## What needs to be done
Transcribe the line containing "In the photo above, where can the side" and every line after it, exactly, through the end of the records.

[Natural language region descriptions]
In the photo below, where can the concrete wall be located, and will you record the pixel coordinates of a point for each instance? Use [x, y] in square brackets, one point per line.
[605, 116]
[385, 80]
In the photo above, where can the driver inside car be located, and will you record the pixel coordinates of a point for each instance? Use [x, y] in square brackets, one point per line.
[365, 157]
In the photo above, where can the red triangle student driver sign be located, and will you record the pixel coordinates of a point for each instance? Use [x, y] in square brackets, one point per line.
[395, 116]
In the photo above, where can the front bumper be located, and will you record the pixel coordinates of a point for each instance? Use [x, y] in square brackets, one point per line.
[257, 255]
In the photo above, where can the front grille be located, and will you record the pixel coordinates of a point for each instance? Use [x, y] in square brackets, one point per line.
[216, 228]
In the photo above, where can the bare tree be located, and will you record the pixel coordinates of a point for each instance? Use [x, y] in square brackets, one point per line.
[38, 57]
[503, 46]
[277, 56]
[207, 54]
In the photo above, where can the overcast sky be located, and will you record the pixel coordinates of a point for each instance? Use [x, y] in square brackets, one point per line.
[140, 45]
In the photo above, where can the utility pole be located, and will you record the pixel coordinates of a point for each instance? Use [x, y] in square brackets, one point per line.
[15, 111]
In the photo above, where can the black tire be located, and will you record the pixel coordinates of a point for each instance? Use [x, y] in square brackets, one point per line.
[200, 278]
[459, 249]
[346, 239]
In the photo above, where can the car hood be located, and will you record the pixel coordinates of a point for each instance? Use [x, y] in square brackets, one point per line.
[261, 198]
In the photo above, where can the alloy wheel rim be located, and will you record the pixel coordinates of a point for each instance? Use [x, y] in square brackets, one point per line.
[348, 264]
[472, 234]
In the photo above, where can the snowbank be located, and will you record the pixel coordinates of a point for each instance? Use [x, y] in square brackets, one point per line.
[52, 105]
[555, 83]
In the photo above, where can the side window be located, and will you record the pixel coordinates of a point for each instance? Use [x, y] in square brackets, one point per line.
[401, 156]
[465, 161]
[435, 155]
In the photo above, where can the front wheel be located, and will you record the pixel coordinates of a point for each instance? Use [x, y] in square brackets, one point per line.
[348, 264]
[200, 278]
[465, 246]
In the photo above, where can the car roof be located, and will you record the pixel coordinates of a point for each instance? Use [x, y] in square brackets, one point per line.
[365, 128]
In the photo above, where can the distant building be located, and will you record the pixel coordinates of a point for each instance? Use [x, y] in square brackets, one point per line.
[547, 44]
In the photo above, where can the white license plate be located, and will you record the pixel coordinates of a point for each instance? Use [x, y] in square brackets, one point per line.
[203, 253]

## Problem solution
In the photo above, where can the side window be located, and will you record the pixel coordinates of a point for each instance? Use [x, y] in square brackets, one point per line.
[401, 156]
[465, 161]
[435, 155]
In the photo above, where can the front wheel be located, and will you record the pixel coordinates of a point for each instance? Use [x, y] in square brackets, one point per line.
[348, 264]
[200, 278]
[465, 246]
In the photo above, where can the car roof be located, and will you record the pixel coordinates of a point for each instance? Use [x, y] in square brackets, one point per line.
[365, 128]
In the photo above, where can the distant building be located, and will you record the pixel coordinates of a point for each instance? Use [x, y] in square brackets, one point per line.
[547, 44]
In the photo above, where can the white license plate be located, and will you record the pixel coordinates of a point for each instance? Use [x, y] in square brackets, one point per line.
[203, 253]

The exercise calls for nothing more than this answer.